Report every line of the data where the string "fireplace" appears.

+--

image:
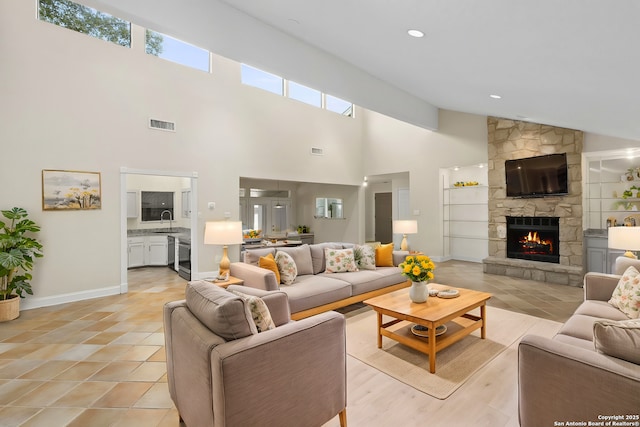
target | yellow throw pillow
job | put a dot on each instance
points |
(384, 255)
(269, 263)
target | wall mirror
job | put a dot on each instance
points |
(327, 207)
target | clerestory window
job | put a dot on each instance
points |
(86, 20)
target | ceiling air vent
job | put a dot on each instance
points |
(162, 125)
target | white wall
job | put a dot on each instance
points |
(73, 102)
(392, 146)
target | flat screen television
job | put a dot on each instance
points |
(537, 176)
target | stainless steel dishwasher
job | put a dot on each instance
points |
(171, 253)
(184, 258)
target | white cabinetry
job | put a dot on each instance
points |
(465, 214)
(136, 251)
(147, 250)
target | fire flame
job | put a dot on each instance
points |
(533, 239)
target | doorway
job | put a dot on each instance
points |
(383, 217)
(191, 221)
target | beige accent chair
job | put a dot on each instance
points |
(567, 378)
(222, 372)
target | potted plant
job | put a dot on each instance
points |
(17, 252)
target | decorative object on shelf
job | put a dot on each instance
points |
(448, 293)
(17, 252)
(70, 190)
(405, 227)
(418, 269)
(223, 233)
(423, 331)
(625, 238)
(252, 234)
(465, 183)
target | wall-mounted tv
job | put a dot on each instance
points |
(537, 176)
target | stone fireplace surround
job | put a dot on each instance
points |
(511, 139)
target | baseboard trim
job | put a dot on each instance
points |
(31, 302)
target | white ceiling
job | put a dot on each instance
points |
(569, 63)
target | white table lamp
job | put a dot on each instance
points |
(223, 233)
(405, 227)
(626, 238)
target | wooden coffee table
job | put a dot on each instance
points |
(436, 311)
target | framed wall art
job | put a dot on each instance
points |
(70, 190)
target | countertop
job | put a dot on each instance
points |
(184, 234)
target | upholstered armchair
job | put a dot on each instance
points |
(222, 372)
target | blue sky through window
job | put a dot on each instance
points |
(305, 94)
(261, 79)
(175, 50)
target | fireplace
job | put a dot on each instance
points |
(533, 238)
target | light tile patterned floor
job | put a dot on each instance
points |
(101, 362)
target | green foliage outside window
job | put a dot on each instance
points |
(86, 20)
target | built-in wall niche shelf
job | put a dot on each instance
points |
(612, 188)
(465, 213)
(329, 208)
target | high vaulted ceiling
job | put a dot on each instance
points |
(569, 63)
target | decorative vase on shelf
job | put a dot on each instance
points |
(419, 292)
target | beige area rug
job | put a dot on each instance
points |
(454, 365)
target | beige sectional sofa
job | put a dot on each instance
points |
(314, 290)
(590, 369)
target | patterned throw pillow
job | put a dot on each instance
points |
(259, 311)
(384, 255)
(340, 260)
(269, 263)
(286, 267)
(365, 257)
(626, 296)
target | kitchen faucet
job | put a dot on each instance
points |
(162, 218)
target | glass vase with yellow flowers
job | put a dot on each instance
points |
(418, 269)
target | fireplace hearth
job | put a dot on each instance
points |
(533, 238)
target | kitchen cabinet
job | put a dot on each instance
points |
(135, 251)
(156, 250)
(147, 250)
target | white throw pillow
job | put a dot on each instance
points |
(340, 260)
(626, 296)
(259, 311)
(365, 257)
(286, 267)
(619, 339)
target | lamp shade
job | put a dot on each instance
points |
(408, 226)
(626, 238)
(223, 233)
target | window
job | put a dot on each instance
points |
(261, 79)
(338, 105)
(85, 20)
(275, 84)
(157, 205)
(174, 50)
(305, 94)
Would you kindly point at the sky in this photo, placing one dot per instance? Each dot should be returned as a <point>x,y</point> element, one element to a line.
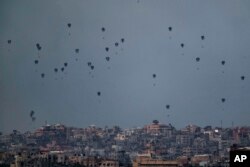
<point>191,79</point>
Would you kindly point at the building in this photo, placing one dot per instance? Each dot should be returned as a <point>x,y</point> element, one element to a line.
<point>147,161</point>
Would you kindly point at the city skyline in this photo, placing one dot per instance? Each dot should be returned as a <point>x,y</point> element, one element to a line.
<point>124,63</point>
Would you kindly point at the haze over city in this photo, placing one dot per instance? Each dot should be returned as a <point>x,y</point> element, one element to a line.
<point>124,63</point>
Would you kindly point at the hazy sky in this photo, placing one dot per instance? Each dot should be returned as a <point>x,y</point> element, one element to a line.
<point>130,96</point>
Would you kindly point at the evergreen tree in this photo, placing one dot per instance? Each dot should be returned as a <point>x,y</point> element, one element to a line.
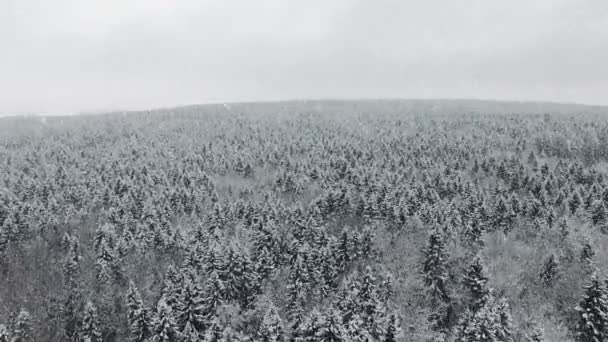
<point>434,269</point>
<point>549,271</point>
<point>599,213</point>
<point>393,329</point>
<point>310,327</point>
<point>165,328</point>
<point>593,313</point>
<point>475,280</point>
<point>490,323</point>
<point>271,329</point>
<point>575,202</point>
<point>587,254</point>
<point>331,328</point>
<point>139,317</point>
<point>22,331</point>
<point>534,334</point>
<point>89,329</point>
<point>4,334</point>
<point>190,315</point>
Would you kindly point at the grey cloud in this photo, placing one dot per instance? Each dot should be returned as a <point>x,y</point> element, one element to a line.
<point>65,56</point>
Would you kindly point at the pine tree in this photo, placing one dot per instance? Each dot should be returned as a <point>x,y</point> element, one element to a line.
<point>434,269</point>
<point>575,202</point>
<point>271,329</point>
<point>190,315</point>
<point>105,263</point>
<point>89,329</point>
<point>139,317</point>
<point>310,327</point>
<point>393,329</point>
<point>587,254</point>
<point>165,328</point>
<point>475,280</point>
<point>593,313</point>
<point>4,334</point>
<point>599,213</point>
<point>490,323</point>
<point>215,331</point>
<point>22,331</point>
<point>549,271</point>
<point>213,295</point>
<point>331,328</point>
<point>534,333</point>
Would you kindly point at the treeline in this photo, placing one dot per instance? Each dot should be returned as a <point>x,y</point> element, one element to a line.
<point>195,225</point>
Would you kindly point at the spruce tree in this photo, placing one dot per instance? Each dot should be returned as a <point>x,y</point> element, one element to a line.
<point>4,333</point>
<point>534,333</point>
<point>331,328</point>
<point>593,313</point>
<point>434,269</point>
<point>165,327</point>
<point>139,317</point>
<point>475,280</point>
<point>22,330</point>
<point>190,315</point>
<point>587,254</point>
<point>89,329</point>
<point>393,329</point>
<point>271,329</point>
<point>549,271</point>
<point>599,213</point>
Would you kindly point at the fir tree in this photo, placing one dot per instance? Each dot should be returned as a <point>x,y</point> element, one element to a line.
<point>587,254</point>
<point>165,328</point>
<point>271,329</point>
<point>139,317</point>
<point>4,333</point>
<point>593,313</point>
<point>434,269</point>
<point>575,202</point>
<point>599,213</point>
<point>331,328</point>
<point>393,329</point>
<point>490,323</point>
<point>549,271</point>
<point>190,315</point>
<point>475,280</point>
<point>22,331</point>
<point>89,329</point>
<point>534,333</point>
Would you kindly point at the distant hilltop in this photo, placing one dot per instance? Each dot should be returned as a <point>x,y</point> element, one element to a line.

+--

### WRITTEN RESPONSE
target | stone fireplace surround
target | fireplace
target | fireplace hearth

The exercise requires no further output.